▶ _Exercise instructions_
Give back, character for character, the line that includes "Query: metal ladder on truck" and all lines beneath it in the data.

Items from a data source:
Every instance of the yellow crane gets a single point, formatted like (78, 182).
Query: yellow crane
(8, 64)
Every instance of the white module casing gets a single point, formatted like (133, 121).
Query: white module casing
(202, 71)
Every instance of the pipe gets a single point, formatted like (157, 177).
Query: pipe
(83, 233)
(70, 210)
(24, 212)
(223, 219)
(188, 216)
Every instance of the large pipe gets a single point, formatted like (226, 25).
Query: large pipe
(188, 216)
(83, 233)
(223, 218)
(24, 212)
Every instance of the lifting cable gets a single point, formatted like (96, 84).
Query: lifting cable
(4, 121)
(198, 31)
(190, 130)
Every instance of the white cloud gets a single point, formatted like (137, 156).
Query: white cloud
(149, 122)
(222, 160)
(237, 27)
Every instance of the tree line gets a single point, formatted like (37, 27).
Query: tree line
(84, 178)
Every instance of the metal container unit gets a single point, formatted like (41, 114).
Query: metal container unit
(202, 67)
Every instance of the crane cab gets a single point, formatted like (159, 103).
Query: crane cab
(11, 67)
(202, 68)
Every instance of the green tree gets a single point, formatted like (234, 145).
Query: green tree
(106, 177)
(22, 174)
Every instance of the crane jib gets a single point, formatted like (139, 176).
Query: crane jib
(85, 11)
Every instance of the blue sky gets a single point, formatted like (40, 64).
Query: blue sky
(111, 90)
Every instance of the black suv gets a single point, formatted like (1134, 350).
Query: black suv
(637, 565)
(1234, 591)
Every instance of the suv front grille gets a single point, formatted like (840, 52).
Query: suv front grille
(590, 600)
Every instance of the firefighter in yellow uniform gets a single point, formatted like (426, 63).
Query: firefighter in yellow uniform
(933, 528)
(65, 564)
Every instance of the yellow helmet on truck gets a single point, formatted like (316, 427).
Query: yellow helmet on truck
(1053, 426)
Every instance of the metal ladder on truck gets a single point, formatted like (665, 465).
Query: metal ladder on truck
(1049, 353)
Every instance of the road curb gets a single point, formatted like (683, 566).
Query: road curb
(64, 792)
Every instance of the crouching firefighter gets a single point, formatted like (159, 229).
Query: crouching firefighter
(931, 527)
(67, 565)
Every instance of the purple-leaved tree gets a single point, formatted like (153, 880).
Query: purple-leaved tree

▶ _Expected output_
Query: metal ladder on truck
(1049, 353)
Every instance of the road curb gets a single point, formatted like (683, 566).
Query: road curb
(64, 792)
Every instance of the crouching firefighter gets a single point, formatted like (159, 229).
Query: crouching firefighter
(931, 527)
(67, 565)
Every instance of the purple-leaved tree gets a single point, formatted like (153, 880).
Query: purple-leaved tree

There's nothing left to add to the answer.